● TASKS TO COMPLETE
1. In the forum thread, substitute "coarse language" for "crude language" and write out the passage between "## Andres (Sep 28, 2011)" and "to click it.", inclusive.
2. Can you condense the forum thread's paragraph that begins "Come on, no one even chuckled?" into one shorter sentence?
3. According to the forum thread, why should you probably not click the other video links after the Perry clip? Answer in one to three sentences.

● GIVEN TEXT
☆ ☆ ☆ ☆ ☆ ☆ ☆

# Save a pretzel for the gas jets - Rick Perry video



## Andres (Sep 28, 2011)

I found this too funny not to share. Whoever put it together is talented! 

[video=youtube_share;BhDhDRvHaGs]http://youtu.be/BhDhDRvHaGs[/video]

Warning: At least one of the other video links after the Perry clip has some crude language, so you probably don't want to click it.


----------



## Andres (Sep 29, 2011)

Come on, no one even chuckled? How about a guffaw? Not even a giggle? I expected at least a chortle. Can I at least get a smirk?


----------



## VictorBravo (Sep 29, 2011)

I rolled my eyes slightly. . . . 

But, I'm probably just a curmudgeon with a slow internet connection.


----------



## Rich Koster (Sep 29, 2011)

It was OK, but I'd prefer Weird Al


----------



## Andres (Sep 29, 2011)

☆ ☆ ☆ ☆ ☆ ☆ ☆

● RECORDS SUPPLIED
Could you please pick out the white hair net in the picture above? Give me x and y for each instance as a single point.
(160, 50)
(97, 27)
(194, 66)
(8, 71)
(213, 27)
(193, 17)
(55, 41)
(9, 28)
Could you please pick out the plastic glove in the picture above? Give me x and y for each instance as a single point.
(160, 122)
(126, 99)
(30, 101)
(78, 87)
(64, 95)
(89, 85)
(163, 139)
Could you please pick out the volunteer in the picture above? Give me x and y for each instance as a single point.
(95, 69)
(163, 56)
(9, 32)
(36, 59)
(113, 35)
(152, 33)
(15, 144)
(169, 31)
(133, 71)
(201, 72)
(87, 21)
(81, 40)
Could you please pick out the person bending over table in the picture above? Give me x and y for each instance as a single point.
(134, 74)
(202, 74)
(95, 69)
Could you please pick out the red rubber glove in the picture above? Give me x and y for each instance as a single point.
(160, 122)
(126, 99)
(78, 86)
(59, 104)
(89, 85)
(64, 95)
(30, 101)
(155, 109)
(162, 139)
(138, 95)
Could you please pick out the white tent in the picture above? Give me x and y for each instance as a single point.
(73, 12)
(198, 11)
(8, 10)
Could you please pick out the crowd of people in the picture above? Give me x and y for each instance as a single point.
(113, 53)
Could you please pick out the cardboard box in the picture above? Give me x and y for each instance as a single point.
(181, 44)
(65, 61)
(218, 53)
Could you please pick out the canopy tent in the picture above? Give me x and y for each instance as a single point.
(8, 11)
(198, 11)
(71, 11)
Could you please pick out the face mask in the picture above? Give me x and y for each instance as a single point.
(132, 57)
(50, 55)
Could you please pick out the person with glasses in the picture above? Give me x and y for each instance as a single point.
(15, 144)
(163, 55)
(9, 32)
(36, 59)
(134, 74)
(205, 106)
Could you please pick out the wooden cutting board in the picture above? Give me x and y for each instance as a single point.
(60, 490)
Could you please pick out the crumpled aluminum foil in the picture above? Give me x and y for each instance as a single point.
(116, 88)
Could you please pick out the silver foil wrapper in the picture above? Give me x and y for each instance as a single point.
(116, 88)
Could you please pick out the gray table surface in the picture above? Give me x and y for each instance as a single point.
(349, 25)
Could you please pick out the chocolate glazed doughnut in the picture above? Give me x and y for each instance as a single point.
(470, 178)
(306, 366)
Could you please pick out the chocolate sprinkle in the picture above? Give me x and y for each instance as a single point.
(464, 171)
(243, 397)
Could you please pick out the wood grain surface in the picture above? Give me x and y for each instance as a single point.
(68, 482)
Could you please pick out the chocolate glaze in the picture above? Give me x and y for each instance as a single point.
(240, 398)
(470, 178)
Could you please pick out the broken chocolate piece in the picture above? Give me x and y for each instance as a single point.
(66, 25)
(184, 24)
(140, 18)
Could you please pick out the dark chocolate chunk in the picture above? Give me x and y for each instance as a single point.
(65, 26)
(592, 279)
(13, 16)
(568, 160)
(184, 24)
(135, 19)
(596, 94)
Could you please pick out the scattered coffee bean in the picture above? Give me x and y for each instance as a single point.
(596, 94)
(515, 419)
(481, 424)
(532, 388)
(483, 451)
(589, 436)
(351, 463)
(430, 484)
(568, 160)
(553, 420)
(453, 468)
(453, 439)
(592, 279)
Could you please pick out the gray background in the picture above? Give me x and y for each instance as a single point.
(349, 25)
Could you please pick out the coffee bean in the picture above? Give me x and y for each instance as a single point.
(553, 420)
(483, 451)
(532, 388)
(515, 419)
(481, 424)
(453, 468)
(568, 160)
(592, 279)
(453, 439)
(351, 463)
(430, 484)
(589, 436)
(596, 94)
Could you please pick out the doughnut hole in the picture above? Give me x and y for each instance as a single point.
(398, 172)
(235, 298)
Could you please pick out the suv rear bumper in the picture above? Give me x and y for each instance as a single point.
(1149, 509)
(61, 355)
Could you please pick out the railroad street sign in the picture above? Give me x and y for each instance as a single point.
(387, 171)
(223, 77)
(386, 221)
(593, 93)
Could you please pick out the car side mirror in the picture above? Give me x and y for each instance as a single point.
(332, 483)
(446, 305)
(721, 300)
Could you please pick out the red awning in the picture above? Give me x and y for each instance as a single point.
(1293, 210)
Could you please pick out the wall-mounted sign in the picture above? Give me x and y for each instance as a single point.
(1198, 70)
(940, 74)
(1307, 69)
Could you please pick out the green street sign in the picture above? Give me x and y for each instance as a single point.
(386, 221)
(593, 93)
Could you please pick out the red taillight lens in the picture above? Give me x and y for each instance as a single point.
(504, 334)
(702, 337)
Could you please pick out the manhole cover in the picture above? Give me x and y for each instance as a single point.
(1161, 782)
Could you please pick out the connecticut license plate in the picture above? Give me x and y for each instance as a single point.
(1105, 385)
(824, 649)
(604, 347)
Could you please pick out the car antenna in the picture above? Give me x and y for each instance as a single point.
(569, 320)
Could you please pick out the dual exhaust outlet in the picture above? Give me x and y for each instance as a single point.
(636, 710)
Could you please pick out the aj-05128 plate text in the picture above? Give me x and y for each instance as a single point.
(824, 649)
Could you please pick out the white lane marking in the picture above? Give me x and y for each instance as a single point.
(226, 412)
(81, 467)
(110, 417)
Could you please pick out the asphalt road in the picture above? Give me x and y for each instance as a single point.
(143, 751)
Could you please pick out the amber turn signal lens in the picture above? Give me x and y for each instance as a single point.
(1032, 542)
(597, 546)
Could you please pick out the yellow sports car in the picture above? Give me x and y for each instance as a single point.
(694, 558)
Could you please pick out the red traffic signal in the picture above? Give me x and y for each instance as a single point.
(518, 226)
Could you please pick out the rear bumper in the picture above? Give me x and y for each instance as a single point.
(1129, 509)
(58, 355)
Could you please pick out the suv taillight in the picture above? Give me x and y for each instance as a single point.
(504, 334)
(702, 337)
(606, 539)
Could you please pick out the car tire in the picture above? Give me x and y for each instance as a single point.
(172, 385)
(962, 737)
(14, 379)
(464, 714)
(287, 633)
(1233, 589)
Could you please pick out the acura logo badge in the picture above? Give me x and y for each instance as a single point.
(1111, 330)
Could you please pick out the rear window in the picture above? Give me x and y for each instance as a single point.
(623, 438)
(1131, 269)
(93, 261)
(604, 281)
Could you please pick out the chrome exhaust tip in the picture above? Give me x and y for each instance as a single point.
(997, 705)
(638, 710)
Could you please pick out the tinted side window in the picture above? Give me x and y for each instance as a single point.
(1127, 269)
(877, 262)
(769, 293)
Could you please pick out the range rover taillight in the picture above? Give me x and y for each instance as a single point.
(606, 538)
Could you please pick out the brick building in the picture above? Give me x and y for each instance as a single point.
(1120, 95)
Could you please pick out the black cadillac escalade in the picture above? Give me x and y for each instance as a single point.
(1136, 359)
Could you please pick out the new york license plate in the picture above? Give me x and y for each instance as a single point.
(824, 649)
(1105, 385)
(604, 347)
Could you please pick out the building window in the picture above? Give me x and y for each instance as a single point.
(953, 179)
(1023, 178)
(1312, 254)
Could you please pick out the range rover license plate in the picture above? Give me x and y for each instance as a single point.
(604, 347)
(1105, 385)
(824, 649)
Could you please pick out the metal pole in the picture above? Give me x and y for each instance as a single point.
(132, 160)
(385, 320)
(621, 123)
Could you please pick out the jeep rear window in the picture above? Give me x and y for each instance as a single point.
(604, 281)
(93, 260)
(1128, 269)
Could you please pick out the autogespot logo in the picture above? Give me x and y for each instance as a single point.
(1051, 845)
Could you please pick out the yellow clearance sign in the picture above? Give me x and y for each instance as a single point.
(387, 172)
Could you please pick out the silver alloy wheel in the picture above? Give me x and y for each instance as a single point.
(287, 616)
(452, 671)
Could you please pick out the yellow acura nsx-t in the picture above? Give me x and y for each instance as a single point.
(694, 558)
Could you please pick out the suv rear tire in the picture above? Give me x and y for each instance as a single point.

☆ ☆ ☆ ☆ ☆ ☆ ☆

● RESPONSES PER TASK
1.
## Andres (Sep 28, 2011)

I found this too funny not to share. Whoever put it together is talented! 

[video=youtube_share;BhDhDRvHaGs]http://youtu.be/BhDhDRvHaGs[/video]

Warning: At least one of the other video links after the Perry clip has some coarse language, so you probably don't want to click it.

2. Did no one laugh at all, not even with a chuckle, guffaw, giggle, chortle, or smirk?

3. At least one of those links contains some crude language.